Task statement
Copy out the records below verbatim, beginning with the first line and ending after the line containing "left=1021, top=751, right=1087, bottom=780". Copy nothing past that line.

— Begin —

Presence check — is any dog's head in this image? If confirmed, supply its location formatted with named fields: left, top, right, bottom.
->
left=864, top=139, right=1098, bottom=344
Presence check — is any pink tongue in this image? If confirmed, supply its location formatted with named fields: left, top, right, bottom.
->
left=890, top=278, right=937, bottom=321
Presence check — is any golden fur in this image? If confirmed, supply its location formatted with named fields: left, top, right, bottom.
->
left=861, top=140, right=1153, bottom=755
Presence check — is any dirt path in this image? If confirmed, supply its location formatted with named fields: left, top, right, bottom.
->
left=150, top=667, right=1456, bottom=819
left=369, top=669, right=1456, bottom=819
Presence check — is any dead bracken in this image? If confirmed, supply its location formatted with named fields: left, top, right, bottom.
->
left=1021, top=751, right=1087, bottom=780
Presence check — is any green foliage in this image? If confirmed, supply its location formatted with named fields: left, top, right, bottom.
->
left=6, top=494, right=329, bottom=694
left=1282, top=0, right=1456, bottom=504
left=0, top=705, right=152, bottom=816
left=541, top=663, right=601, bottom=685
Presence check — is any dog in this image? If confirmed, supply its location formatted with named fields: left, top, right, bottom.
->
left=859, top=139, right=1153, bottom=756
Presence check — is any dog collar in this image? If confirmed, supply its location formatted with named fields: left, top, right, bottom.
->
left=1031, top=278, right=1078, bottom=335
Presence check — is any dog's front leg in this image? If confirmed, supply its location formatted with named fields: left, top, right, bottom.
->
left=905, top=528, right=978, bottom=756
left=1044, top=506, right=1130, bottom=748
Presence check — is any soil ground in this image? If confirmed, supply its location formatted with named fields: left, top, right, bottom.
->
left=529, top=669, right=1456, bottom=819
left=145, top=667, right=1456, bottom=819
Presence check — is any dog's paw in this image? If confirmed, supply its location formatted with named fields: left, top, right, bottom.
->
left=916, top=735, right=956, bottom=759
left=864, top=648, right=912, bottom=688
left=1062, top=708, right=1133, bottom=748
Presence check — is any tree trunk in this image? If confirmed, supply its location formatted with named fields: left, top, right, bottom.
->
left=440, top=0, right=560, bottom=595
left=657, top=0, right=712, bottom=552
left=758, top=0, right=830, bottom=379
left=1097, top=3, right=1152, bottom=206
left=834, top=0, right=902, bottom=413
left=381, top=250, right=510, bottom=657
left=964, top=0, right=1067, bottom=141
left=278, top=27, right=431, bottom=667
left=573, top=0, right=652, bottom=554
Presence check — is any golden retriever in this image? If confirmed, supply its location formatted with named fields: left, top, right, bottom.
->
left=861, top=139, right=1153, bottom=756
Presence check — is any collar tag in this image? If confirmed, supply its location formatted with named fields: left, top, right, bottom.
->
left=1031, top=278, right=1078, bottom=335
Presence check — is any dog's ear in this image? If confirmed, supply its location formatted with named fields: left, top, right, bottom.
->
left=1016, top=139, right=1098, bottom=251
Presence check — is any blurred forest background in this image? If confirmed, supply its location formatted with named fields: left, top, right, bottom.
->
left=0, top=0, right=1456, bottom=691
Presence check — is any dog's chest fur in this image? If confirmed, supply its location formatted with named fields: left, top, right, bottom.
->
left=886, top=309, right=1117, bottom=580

— End —

Result of the task
Presence check — is any dog's head in this image? If confirmed, supply its location formatted with named fields: left, top, right, bottom.
->
left=864, top=139, right=1098, bottom=344
Presence check — is any pink tongue in this image? If confirmed, supply its location formatted with named fields: left, top, right, bottom.
->
left=890, top=278, right=937, bottom=321
Presence check — is any golden fur in this image? If confirmed, supply its location formatted with named fields: left, top, right, bottom.
->
left=861, top=140, right=1153, bottom=755
Presence check — is any dirt path in this image? If confirmed, supply its location formatted with named fields: left, top, right, bottom.
->
left=150, top=667, right=1456, bottom=819
left=369, top=669, right=1456, bottom=819
Presence check — is any dead bracken in this image? If confirmed, supply its location formatted with named fields: left, top, right, bottom.
->
left=1021, top=751, right=1087, bottom=780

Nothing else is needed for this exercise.